● **Required actions**:
A. According to the passage on decentralized simulation, how many error-free videos did learners in the control group observe and assess?
B. Print everything in the passage on decentralized simulation from "The results of" down to "practice was effective.".
C. Decide whether each statement below agrees with the passage on decentralized simulation, answering yes or no and quoting the words that settle it: (i) The concept of a decentralized model of simulation is new. (ii) On the pre-test, all learners scored similarly. (iii) The control group observed and assessed videos with built-in errors.

● **Source document**:
· · ·
The concept of a decentralized model of simulation (DeC-SIM) is not new (Cheung et al., 2016), however, the recent COVID-19 pandemic catalyzed vast research and development efforts in this area (Brydges et al., 2020; Dubrowski et al., 2021). Based on Ericsson’s theory of deliberate practice (Ericsson, 2004), to ensure the effectiveness and subsequent consideration of DeC-SIM as a possible adjunct to more traditional training approaches (i.e., C-SIM), the initial work should focus on creating a set of best practices for designing basic simulation elements such as instructions, scheduling and monitoring remote practice, maintaining learners’ motivation, and providing accurate feedback (Reznick and MacRae, 2006; Dubrowski et al., 2021; Ericsson, 2004). In this study, we have focused on how to structure instructions in a DeC-SIM model to a) most optimally develop procedural knowledge prior to physical practice, and b) improve learners’ performance during the initial hands-on practice.
The results of phase 1 showed that all learners improved their procedural knowledge of the suturing technique, becoming more familiar with the suturing task and the assessment tools. On the pre-test, all learners scored similarly, while on the post-test, the learners in the control group had a higher result, although this may not necessarily be interpreted as representative of a superior performance. The learners in the control group observed and assessed a set of eight error-free videos, while those in the other three groups observed and assessed videos with built-in errors; making the videos of the control group easier to assess. Overall, the shift in the ability to discern error-free and erroneous videos from pre-test to post-test implies that the observational practice was effective.
· · ·
● **Excerpted data**:
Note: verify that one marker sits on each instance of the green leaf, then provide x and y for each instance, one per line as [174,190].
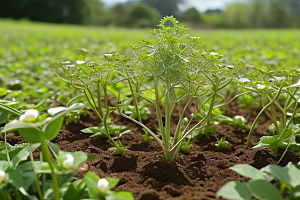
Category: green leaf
[149,94]
[278,172]
[91,157]
[51,129]
[113,183]
[16,179]
[111,89]
[22,155]
[261,189]
[292,169]
[91,181]
[74,190]
[4,165]
[248,171]
[235,190]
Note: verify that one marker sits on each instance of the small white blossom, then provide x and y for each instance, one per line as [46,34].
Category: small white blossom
[260,87]
[230,66]
[29,116]
[102,185]
[80,62]
[240,118]
[53,111]
[2,176]
[108,55]
[244,80]
[213,53]
[67,164]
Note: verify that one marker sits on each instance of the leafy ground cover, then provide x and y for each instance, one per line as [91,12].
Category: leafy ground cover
[198,175]
[28,52]
[195,127]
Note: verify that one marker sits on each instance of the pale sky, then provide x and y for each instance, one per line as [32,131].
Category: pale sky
[200,5]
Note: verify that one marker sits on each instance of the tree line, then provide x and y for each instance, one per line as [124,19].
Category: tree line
[147,13]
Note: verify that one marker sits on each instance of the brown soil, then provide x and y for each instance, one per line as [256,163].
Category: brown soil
[197,176]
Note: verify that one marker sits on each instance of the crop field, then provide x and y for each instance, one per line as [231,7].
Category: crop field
[166,114]
[29,51]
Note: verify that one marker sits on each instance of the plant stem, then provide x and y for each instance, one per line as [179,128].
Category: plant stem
[167,119]
[260,113]
[6,149]
[99,99]
[37,184]
[105,120]
[158,113]
[47,155]
[145,127]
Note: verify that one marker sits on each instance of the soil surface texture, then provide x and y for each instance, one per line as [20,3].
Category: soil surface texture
[197,176]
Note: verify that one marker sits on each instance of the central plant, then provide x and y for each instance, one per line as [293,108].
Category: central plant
[171,70]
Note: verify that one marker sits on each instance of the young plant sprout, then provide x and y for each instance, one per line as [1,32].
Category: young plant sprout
[35,130]
[87,76]
[29,116]
[67,164]
[221,143]
[169,71]
[278,96]
[2,176]
[102,185]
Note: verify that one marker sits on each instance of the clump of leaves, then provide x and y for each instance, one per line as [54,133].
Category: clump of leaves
[221,143]
[96,81]
[270,182]
[169,71]
[272,87]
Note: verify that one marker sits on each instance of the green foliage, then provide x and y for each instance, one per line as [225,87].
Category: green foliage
[114,130]
[221,143]
[170,70]
[191,16]
[259,187]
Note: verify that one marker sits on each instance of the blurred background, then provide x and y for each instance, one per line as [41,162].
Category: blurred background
[36,34]
[203,14]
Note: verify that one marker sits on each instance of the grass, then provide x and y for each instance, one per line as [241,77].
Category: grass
[29,51]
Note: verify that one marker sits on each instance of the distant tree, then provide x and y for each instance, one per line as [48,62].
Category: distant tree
[118,14]
[56,11]
[142,15]
[165,7]
[213,11]
[192,16]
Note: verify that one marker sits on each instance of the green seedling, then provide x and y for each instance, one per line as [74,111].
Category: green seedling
[221,143]
[272,86]
[143,111]
[74,117]
[89,76]
[236,121]
[103,189]
[37,129]
[270,182]
[170,70]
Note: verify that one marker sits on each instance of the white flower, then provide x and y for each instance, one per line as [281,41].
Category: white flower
[260,87]
[29,116]
[244,80]
[67,164]
[102,185]
[240,118]
[80,62]
[2,176]
[108,55]
[53,111]
[76,104]
[230,66]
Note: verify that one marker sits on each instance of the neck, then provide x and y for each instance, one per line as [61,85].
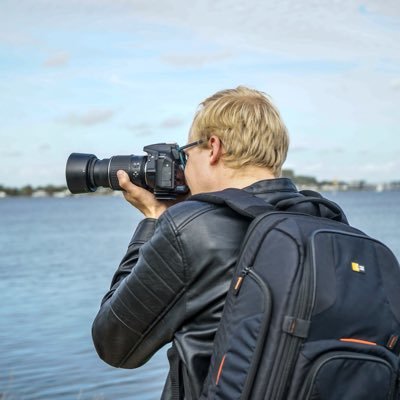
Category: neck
[243,177]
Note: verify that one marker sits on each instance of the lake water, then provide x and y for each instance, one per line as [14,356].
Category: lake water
[57,257]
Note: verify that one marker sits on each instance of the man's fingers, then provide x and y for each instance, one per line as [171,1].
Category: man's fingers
[123,180]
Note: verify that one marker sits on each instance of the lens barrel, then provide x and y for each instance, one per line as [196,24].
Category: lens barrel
[85,172]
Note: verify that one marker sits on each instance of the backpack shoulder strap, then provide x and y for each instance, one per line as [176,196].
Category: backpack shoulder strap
[323,207]
[248,205]
[238,200]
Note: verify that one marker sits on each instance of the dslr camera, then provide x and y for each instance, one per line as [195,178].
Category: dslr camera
[160,171]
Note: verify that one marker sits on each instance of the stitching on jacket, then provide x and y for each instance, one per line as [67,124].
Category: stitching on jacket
[150,328]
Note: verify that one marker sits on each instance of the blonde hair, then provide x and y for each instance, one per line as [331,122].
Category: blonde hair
[248,125]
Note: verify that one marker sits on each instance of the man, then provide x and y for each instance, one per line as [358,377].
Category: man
[172,282]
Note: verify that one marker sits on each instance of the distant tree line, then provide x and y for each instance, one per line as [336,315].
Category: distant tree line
[28,190]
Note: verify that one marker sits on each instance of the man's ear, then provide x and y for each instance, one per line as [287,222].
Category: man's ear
[215,148]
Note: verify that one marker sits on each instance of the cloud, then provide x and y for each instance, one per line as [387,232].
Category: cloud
[195,60]
[141,129]
[171,123]
[91,117]
[395,84]
[57,60]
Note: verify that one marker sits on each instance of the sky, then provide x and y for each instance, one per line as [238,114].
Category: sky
[110,76]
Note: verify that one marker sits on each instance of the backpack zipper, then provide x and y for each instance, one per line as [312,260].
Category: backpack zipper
[321,361]
[291,344]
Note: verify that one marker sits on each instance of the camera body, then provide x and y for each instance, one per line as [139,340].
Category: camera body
[160,172]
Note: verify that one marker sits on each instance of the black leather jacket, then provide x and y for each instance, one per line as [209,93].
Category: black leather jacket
[171,286]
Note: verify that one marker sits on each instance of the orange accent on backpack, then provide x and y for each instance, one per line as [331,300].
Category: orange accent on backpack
[220,369]
[358,341]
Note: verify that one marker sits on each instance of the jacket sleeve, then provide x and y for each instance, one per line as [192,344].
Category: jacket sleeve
[145,304]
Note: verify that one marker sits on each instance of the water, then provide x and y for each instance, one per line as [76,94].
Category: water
[57,257]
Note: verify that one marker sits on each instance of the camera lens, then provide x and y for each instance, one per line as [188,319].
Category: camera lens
[85,172]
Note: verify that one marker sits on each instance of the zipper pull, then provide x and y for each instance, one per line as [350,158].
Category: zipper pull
[239,280]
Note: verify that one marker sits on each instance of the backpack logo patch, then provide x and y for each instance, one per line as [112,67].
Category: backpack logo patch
[357,267]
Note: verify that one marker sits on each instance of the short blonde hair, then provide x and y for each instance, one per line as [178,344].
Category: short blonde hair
[248,125]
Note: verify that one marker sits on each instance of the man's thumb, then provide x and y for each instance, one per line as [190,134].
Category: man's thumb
[123,178]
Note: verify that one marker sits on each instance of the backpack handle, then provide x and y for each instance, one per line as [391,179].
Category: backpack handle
[337,212]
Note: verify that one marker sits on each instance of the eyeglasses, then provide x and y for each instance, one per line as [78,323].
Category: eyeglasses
[183,155]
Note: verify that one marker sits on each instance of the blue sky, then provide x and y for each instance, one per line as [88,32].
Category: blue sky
[111,76]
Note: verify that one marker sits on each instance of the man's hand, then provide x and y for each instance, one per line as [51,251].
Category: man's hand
[141,198]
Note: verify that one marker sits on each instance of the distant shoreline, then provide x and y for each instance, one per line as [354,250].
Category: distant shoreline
[302,183]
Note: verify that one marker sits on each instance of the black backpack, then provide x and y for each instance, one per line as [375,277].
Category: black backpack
[313,311]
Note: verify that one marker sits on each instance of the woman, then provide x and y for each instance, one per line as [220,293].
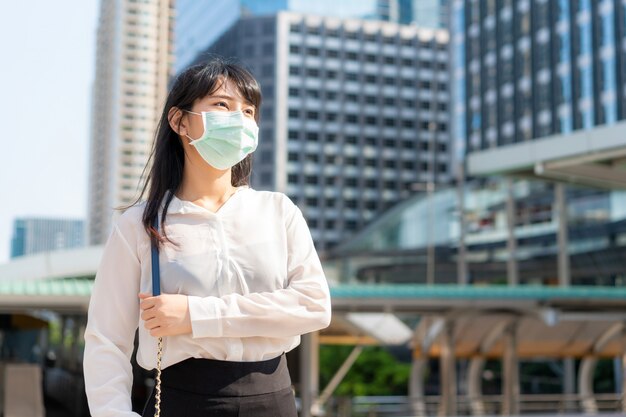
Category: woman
[240,277]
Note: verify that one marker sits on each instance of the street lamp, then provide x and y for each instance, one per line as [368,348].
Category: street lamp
[429,188]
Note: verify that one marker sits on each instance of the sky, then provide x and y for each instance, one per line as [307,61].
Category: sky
[47,61]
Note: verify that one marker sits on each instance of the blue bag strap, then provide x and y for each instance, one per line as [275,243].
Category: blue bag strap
[156,273]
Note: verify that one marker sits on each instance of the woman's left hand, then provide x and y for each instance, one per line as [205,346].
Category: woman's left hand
[166,314]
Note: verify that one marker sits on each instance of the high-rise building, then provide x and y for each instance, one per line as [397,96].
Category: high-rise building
[355,113]
[198,26]
[527,69]
[33,235]
[423,13]
[133,66]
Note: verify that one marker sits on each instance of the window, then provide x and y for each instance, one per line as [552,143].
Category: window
[350,35]
[312,115]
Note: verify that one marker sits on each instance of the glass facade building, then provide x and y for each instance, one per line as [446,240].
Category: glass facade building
[534,68]
[395,247]
[34,235]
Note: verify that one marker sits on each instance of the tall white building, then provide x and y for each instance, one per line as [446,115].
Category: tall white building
[133,65]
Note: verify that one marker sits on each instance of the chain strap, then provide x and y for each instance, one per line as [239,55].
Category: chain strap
[157,404]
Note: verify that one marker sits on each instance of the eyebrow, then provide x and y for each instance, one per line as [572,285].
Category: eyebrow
[232,99]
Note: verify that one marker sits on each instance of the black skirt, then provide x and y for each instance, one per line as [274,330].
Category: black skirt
[207,387]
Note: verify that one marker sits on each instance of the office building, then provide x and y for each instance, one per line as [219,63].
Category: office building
[133,66]
[355,113]
[530,69]
[33,235]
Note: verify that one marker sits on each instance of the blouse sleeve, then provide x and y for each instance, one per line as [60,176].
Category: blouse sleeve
[302,307]
[112,320]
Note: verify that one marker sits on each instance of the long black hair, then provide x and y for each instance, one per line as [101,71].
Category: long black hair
[167,157]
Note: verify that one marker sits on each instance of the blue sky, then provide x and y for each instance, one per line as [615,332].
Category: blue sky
[48,55]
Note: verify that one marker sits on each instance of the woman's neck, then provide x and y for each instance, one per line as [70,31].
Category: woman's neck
[205,183]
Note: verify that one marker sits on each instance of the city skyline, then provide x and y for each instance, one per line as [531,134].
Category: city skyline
[47,75]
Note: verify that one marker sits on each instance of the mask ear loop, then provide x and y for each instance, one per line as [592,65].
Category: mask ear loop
[203,126]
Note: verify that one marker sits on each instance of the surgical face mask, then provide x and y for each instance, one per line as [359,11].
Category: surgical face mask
[227,139]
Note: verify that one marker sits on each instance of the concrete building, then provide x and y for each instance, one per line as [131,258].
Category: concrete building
[355,113]
[133,66]
[199,26]
[33,235]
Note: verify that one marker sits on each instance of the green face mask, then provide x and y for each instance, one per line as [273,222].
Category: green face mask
[227,139]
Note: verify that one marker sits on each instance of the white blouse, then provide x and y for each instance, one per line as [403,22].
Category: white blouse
[251,273]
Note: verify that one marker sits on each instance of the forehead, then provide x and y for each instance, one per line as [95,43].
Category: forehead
[227,88]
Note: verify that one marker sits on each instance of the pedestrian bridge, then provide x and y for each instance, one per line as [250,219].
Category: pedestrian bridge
[447,322]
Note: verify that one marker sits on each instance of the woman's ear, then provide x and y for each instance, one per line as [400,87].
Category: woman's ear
[177,122]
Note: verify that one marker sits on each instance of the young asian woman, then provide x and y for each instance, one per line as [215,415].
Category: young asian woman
[240,278]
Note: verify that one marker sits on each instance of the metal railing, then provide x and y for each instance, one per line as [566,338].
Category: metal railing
[488,405]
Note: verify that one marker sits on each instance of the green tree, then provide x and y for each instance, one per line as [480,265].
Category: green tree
[375,372]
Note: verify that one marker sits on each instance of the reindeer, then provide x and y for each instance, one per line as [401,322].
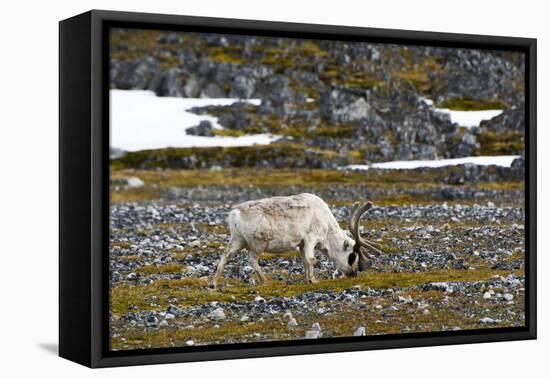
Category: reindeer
[279,224]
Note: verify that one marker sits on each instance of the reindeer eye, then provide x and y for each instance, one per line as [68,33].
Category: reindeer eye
[351,258]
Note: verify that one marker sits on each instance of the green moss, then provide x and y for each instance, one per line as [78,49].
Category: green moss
[464,103]
[293,154]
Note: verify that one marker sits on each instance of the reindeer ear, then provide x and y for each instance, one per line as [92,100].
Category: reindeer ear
[364,261]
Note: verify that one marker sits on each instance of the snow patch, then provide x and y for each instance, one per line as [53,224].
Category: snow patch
[142,121]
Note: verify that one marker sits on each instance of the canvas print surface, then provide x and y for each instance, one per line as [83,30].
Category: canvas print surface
[266,189]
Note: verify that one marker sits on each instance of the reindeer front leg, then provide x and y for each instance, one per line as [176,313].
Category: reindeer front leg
[307,252]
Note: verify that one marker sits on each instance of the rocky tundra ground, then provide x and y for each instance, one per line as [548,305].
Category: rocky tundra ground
[453,259]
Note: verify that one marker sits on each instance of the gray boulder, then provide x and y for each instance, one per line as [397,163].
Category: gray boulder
[242,87]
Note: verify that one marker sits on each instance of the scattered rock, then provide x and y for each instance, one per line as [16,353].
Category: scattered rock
[217,314]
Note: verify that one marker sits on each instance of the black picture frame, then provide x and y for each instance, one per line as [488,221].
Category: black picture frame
[84,188]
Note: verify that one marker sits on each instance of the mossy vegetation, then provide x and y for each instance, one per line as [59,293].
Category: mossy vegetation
[159,181]
[195,291]
[502,143]
[464,103]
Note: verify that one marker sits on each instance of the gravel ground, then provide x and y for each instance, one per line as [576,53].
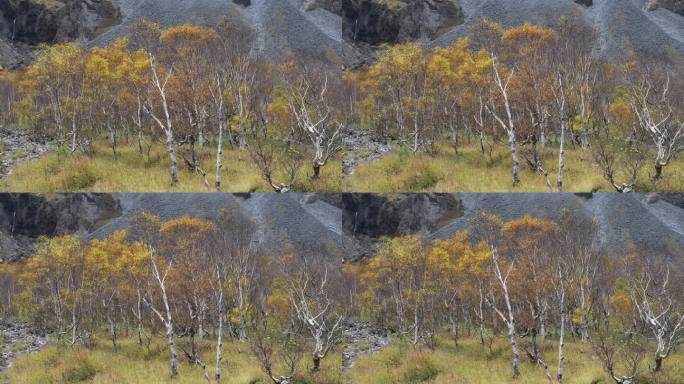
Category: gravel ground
[282,24]
[623,25]
[360,145]
[17,146]
[310,225]
[18,339]
[622,218]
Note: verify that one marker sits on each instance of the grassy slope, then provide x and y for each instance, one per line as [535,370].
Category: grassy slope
[446,364]
[131,365]
[469,172]
[132,173]
[470,364]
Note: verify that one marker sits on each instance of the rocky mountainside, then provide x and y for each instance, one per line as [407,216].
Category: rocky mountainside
[653,27]
[283,25]
[655,221]
[342,226]
[306,223]
[27,23]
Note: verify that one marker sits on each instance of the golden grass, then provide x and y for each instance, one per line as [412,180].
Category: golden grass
[469,363]
[133,365]
[446,364]
[470,172]
[131,172]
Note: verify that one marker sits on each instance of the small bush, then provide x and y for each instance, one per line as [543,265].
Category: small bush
[83,371]
[421,371]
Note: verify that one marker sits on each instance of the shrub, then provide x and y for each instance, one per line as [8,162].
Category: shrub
[422,369]
[82,371]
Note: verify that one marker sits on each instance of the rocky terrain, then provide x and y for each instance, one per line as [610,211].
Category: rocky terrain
[306,223]
[655,221]
[283,25]
[16,339]
[342,226]
[17,146]
[25,24]
[362,338]
[652,27]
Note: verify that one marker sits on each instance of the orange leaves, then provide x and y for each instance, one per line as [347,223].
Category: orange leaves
[530,228]
[187,38]
[528,38]
[185,234]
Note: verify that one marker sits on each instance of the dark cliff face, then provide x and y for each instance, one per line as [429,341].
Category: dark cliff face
[374,22]
[35,22]
[26,217]
[366,218]
[676,6]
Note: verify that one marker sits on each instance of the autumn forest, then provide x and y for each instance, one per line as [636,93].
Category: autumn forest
[528,108]
[342,191]
[195,300]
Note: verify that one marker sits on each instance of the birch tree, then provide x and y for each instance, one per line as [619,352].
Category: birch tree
[309,102]
[656,302]
[652,102]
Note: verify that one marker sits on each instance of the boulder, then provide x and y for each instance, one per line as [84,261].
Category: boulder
[377,22]
[676,6]
[35,22]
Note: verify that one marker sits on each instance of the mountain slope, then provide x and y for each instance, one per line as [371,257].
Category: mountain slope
[648,220]
[622,25]
[282,25]
[645,27]
[309,224]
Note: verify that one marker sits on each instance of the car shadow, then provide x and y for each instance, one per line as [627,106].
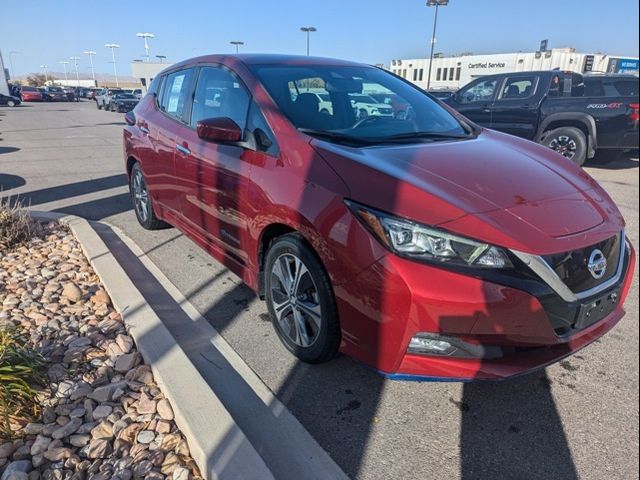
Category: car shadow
[8,150]
[613,161]
[8,181]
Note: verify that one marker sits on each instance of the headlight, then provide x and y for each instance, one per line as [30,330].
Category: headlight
[410,239]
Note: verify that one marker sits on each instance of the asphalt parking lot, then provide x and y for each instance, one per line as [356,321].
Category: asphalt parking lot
[577,419]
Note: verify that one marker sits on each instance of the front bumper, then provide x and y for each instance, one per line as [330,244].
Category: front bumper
[516,317]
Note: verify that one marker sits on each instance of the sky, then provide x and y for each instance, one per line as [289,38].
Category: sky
[372,31]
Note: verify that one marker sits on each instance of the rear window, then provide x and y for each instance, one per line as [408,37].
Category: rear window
[611,87]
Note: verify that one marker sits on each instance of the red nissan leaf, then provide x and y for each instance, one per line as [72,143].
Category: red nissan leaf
[419,244]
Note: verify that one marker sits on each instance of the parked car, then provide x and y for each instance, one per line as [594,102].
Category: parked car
[103,97]
[551,108]
[427,247]
[9,100]
[441,94]
[367,106]
[122,102]
[54,94]
[611,85]
[398,105]
[30,94]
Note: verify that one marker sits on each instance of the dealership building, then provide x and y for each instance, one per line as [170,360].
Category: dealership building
[450,73]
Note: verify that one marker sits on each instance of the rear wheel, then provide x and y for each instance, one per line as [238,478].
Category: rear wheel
[570,142]
[300,300]
[142,200]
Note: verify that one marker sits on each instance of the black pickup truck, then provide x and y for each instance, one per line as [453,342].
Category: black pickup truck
[552,108]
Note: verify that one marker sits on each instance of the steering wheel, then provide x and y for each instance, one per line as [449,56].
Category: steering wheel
[367,120]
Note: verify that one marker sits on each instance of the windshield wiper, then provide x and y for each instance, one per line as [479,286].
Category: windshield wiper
[339,137]
[427,135]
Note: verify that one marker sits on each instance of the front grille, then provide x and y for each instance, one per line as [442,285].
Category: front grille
[572,269]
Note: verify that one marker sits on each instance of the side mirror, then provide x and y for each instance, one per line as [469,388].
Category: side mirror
[219,129]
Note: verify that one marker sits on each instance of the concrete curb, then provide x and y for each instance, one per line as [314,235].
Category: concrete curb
[218,446]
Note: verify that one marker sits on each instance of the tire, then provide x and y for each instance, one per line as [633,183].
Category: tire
[309,327]
[142,203]
[570,142]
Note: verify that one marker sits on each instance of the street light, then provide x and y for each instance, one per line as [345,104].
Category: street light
[434,3]
[146,44]
[113,47]
[93,73]
[75,63]
[11,54]
[308,30]
[46,77]
[237,43]
[64,65]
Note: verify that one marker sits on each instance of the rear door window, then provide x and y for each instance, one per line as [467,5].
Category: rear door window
[482,91]
[518,88]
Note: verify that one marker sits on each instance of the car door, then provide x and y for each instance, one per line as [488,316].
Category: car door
[515,109]
[475,100]
[162,124]
[214,176]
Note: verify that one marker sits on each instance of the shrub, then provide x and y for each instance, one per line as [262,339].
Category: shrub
[16,226]
[22,370]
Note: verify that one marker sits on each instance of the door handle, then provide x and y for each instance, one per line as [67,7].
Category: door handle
[182,149]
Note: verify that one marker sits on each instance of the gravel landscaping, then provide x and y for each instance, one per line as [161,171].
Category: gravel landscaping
[103,417]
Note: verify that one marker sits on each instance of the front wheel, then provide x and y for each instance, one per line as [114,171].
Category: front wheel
[300,300]
[142,200]
[570,142]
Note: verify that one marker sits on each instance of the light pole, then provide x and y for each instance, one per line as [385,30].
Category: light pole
[46,77]
[437,4]
[237,43]
[146,43]
[11,54]
[113,47]
[64,64]
[308,30]
[75,64]
[93,73]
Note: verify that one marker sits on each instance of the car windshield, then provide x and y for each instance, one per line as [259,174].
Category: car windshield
[348,114]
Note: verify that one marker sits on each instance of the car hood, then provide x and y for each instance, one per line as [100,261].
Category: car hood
[495,187]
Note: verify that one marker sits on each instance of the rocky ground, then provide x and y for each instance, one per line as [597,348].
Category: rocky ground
[103,415]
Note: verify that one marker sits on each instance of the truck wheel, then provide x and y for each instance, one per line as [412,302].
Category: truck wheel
[569,142]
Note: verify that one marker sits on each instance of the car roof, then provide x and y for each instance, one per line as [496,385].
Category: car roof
[266,59]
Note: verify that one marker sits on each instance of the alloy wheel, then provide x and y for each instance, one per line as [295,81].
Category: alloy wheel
[564,145]
[295,300]
[140,195]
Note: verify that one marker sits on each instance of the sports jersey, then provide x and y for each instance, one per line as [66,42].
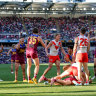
· · ·
● **Answers given**:
A. Eight.

B.
The results of phase 1 showed that all learners improved their procedural knowledge of the suturing technique, becoming more familiar with the suturing task and the assessment tools. On the pre-test, all learners scored similarly, while on the post-test, the learners in the control group had a higher result, although this may not necessarily be interpreted as representative of a superior performance. The learners in the control group observed and assessed a set of eight error-free videos, while those in the other three groups observed and assessed videos with built-in errors; making the videos of the control group easier to assess. Overall, the shift in the ability to discern error-free and erroneous videos from pre-test to post-test implies that the observational practice was effective.

C.
(i) No: "The concept of a decentralized model of simulation (DeC-SIM) is not new"
(ii) Yes: "On the pre-test, all learners scored similarly"
(iii) No: "The learners in the control group observed and assessed a set of eight error-free videos"